Pointing records
start
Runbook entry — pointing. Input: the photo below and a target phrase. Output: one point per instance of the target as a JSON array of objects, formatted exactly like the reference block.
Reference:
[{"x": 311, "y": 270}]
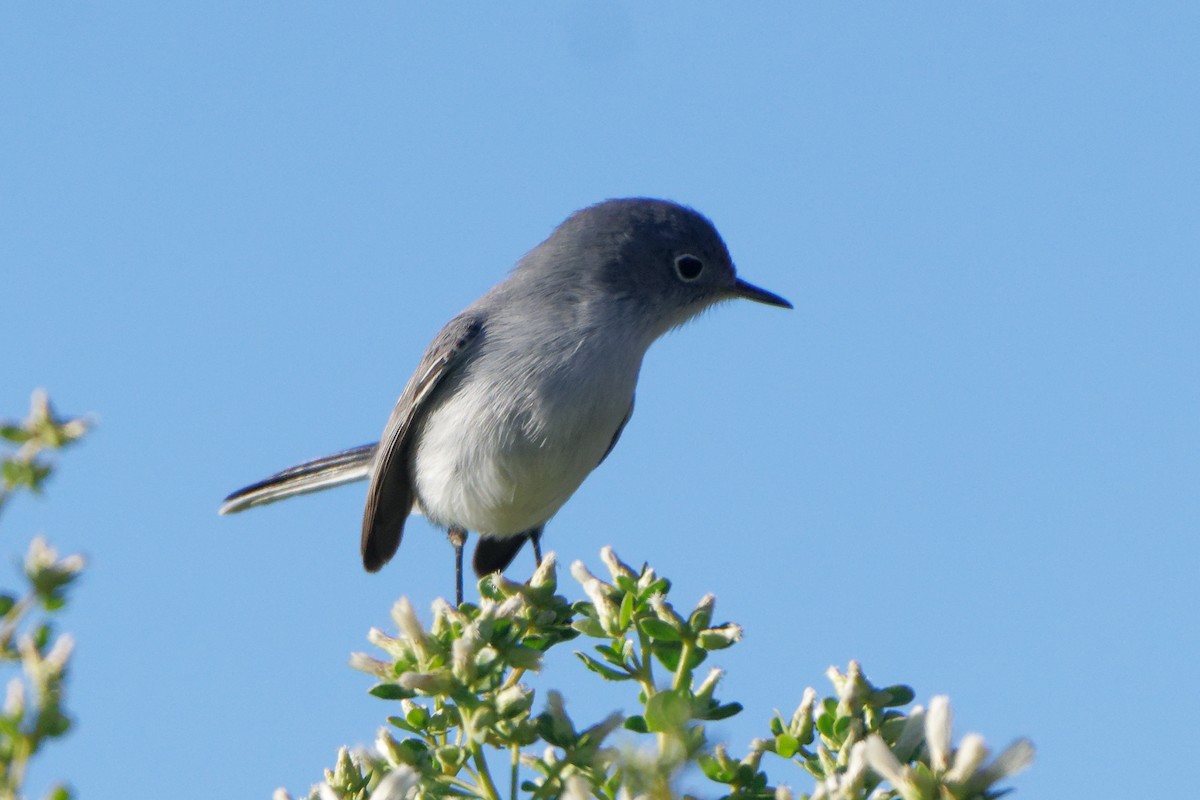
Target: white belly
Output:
[{"x": 502, "y": 469}]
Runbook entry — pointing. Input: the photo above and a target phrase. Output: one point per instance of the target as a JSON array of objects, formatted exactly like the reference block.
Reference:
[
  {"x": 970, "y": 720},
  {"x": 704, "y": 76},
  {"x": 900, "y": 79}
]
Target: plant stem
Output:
[
  {"x": 485, "y": 775},
  {"x": 683, "y": 672}
]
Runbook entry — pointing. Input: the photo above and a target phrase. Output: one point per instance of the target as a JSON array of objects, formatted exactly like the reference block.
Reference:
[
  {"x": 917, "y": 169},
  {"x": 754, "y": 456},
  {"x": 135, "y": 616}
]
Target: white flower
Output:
[
  {"x": 937, "y": 733},
  {"x": 396, "y": 785}
]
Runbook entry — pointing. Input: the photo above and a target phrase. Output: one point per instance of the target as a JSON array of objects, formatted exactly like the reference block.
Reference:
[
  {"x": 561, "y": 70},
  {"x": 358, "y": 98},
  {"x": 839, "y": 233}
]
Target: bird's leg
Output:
[
  {"x": 457, "y": 537},
  {"x": 535, "y": 540}
]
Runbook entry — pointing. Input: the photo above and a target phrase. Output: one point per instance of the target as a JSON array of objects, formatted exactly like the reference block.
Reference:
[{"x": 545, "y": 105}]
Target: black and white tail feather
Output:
[{"x": 343, "y": 467}]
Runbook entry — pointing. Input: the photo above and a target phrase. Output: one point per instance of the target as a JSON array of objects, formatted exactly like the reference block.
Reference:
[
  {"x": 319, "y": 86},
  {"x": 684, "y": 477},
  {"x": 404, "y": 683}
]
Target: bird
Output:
[{"x": 525, "y": 392}]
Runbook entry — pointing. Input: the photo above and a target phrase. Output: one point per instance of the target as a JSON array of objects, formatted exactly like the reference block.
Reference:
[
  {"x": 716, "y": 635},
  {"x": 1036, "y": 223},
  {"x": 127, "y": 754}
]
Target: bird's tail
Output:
[{"x": 345, "y": 467}]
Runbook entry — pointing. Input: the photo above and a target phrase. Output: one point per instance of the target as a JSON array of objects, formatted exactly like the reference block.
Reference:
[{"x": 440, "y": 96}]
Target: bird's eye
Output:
[{"x": 689, "y": 268}]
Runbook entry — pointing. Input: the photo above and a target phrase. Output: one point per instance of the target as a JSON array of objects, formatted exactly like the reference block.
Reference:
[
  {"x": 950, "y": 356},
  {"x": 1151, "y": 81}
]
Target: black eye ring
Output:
[{"x": 689, "y": 268}]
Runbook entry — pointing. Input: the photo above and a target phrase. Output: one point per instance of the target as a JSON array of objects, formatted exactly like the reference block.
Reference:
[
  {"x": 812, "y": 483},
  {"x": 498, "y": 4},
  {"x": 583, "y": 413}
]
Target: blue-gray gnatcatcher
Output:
[{"x": 525, "y": 392}]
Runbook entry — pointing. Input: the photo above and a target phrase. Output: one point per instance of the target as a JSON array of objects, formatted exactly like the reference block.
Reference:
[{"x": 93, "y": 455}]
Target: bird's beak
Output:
[{"x": 750, "y": 292}]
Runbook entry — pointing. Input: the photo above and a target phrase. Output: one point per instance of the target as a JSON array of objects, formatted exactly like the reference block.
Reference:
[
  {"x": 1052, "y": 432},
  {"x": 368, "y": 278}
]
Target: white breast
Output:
[{"x": 514, "y": 437}]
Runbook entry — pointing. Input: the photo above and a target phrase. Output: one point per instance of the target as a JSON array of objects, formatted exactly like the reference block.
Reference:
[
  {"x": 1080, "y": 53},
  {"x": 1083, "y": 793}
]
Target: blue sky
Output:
[{"x": 969, "y": 458}]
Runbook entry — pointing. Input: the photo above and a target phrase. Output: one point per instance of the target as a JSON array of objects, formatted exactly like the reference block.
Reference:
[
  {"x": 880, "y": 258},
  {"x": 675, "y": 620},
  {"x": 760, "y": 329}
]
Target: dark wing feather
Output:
[
  {"x": 621, "y": 427},
  {"x": 496, "y": 553},
  {"x": 390, "y": 494}
]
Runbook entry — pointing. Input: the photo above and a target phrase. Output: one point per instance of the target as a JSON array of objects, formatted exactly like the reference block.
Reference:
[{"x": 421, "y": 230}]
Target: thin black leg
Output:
[
  {"x": 535, "y": 540},
  {"x": 457, "y": 537}
]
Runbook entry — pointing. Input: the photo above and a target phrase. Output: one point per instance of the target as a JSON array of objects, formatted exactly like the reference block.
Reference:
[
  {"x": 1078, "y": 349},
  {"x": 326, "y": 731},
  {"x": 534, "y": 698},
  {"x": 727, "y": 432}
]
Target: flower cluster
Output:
[{"x": 462, "y": 707}]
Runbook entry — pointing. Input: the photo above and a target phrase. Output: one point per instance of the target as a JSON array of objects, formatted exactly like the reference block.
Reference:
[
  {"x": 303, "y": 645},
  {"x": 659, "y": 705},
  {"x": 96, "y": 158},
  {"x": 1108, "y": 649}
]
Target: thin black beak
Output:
[{"x": 750, "y": 292}]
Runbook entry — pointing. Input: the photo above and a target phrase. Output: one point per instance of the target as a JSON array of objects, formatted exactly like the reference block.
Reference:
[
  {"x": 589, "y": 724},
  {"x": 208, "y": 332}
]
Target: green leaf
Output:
[
  {"x": 724, "y": 711},
  {"x": 15, "y": 433},
  {"x": 391, "y": 692},
  {"x": 607, "y": 673},
  {"x": 787, "y": 745},
  {"x": 893, "y": 696},
  {"x": 402, "y": 723},
  {"x": 713, "y": 769},
  {"x": 657, "y": 629},
  {"x": 588, "y": 626},
  {"x": 627, "y": 609},
  {"x": 841, "y": 728},
  {"x": 667, "y": 653},
  {"x": 669, "y": 710},
  {"x": 659, "y": 587},
  {"x": 561, "y": 735}
]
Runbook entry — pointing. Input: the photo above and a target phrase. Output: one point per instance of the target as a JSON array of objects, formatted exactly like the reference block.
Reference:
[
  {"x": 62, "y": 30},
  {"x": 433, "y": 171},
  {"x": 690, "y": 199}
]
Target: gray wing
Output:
[{"x": 390, "y": 494}]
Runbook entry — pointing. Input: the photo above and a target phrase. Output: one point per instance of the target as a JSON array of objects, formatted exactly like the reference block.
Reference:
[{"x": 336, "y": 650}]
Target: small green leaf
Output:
[
  {"x": 636, "y": 723},
  {"x": 667, "y": 653},
  {"x": 894, "y": 696},
  {"x": 627, "y": 609},
  {"x": 724, "y": 711},
  {"x": 669, "y": 710},
  {"x": 16, "y": 434},
  {"x": 402, "y": 723},
  {"x": 390, "y": 692},
  {"x": 588, "y": 626},
  {"x": 607, "y": 673},
  {"x": 657, "y": 629},
  {"x": 841, "y": 728},
  {"x": 713, "y": 769},
  {"x": 787, "y": 745},
  {"x": 659, "y": 587}
]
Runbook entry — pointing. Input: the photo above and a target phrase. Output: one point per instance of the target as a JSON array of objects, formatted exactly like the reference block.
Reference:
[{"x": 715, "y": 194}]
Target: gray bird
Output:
[{"x": 525, "y": 392}]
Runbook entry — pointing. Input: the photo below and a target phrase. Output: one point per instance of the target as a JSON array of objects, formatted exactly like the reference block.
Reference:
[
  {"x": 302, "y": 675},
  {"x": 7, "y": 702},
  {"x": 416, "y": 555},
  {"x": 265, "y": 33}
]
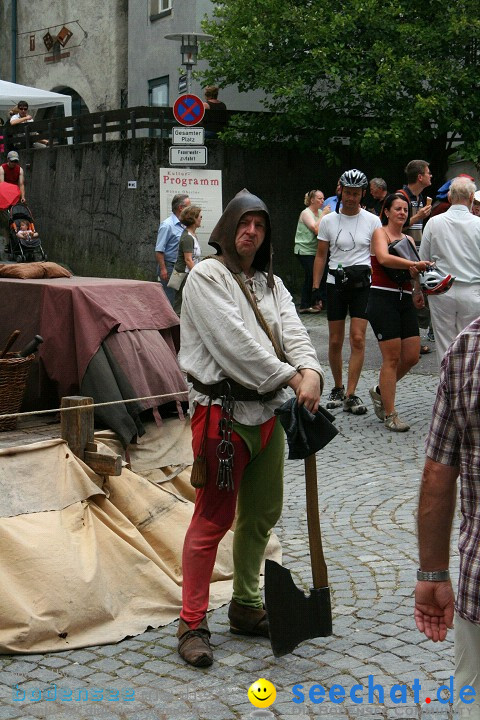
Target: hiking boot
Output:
[
  {"x": 336, "y": 398},
  {"x": 377, "y": 402},
  {"x": 353, "y": 404},
  {"x": 392, "y": 422},
  {"x": 245, "y": 620},
  {"x": 194, "y": 645}
]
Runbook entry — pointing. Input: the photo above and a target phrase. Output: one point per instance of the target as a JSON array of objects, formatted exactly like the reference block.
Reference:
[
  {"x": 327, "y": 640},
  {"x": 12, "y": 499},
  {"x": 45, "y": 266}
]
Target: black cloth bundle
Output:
[{"x": 306, "y": 432}]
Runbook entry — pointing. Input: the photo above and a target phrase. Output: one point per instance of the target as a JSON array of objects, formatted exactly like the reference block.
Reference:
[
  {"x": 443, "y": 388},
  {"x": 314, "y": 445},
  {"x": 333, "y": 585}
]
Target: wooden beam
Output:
[{"x": 77, "y": 426}]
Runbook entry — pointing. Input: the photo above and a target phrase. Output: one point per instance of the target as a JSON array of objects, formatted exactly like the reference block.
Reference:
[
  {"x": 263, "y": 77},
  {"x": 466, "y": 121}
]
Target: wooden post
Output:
[
  {"x": 103, "y": 127},
  {"x": 77, "y": 426}
]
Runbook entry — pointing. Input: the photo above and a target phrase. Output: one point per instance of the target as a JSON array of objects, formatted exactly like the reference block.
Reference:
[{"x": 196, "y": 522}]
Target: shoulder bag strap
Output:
[{"x": 258, "y": 314}]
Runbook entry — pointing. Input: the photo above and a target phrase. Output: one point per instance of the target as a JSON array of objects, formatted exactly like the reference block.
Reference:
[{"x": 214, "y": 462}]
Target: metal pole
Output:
[{"x": 14, "y": 41}]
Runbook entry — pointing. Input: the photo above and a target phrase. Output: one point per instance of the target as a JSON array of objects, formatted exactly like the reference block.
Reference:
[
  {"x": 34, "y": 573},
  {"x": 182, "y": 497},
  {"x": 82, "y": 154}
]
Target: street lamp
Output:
[{"x": 189, "y": 50}]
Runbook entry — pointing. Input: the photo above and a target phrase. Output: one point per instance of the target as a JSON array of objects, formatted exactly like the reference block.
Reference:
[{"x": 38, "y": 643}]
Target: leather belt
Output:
[{"x": 228, "y": 386}]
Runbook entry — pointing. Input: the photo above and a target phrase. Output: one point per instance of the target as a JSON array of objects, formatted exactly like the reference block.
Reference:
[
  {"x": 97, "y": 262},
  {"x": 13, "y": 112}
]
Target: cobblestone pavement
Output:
[{"x": 368, "y": 485}]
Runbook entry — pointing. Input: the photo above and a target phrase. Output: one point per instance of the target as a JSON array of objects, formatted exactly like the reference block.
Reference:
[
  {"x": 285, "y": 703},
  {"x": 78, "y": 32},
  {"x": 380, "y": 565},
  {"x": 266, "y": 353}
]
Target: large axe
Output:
[{"x": 292, "y": 616}]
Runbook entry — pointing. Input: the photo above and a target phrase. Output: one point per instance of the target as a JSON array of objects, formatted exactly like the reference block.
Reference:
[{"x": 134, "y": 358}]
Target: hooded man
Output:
[{"x": 238, "y": 369}]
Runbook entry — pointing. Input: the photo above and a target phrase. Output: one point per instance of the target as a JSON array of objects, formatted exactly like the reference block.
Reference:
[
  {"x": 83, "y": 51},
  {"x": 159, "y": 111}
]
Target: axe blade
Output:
[{"x": 292, "y": 616}]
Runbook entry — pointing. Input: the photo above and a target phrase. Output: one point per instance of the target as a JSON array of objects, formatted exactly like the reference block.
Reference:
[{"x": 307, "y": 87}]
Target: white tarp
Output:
[
  {"x": 85, "y": 561},
  {"x": 12, "y": 93}
]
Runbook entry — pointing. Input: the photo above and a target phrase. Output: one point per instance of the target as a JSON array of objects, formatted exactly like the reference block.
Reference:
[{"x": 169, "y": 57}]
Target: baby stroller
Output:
[{"x": 23, "y": 249}]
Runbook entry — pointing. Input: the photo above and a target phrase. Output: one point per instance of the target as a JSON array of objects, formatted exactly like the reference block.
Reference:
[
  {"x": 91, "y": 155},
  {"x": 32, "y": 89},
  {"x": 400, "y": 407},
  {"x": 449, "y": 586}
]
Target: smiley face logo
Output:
[{"x": 262, "y": 693}]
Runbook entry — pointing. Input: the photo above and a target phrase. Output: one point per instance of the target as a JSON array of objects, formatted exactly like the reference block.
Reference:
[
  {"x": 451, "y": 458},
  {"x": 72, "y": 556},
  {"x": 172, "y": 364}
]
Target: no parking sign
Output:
[{"x": 188, "y": 109}]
end
* [Given instruction] How many lines of the records above contain the string "white"? Case counts. Give only the number.

* [Response below] 5